(Extracted records)
****************
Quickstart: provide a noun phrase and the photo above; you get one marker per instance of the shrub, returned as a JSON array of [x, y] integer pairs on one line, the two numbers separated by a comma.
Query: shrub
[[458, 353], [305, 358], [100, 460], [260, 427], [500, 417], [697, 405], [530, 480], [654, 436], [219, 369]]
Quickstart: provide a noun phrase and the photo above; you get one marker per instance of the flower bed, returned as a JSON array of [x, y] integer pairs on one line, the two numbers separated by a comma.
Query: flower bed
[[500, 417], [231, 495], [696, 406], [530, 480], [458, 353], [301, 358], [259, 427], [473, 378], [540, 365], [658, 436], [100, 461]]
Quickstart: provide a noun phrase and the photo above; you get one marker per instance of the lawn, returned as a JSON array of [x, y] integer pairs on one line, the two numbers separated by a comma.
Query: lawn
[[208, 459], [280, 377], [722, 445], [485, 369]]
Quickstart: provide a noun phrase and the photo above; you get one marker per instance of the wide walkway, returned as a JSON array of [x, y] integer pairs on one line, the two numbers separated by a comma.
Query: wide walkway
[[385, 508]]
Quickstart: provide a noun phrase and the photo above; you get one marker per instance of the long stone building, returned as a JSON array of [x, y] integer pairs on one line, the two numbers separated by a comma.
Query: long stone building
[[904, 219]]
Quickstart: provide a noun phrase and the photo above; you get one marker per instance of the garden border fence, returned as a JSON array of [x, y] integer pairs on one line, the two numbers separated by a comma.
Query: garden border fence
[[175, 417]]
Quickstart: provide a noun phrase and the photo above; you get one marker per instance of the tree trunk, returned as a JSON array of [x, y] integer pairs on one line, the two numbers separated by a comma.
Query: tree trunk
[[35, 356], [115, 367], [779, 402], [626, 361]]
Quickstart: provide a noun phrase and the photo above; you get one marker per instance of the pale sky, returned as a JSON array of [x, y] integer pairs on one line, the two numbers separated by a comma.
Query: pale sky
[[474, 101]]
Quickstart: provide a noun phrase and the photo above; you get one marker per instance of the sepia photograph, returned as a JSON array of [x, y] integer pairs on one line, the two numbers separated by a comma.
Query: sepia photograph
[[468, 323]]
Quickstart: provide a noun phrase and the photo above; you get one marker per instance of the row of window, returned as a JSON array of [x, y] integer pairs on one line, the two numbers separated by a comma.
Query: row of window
****************
Find the word "window" in the entries above, then copy each line that holds it.

Task response
Quickstart: provide a noun phrase and the photo above; you get one marker per instance of the row of window, returned as a JSON array of [x, y] integer pairs on one line, the two numbers separated by a comma.
Query: row of window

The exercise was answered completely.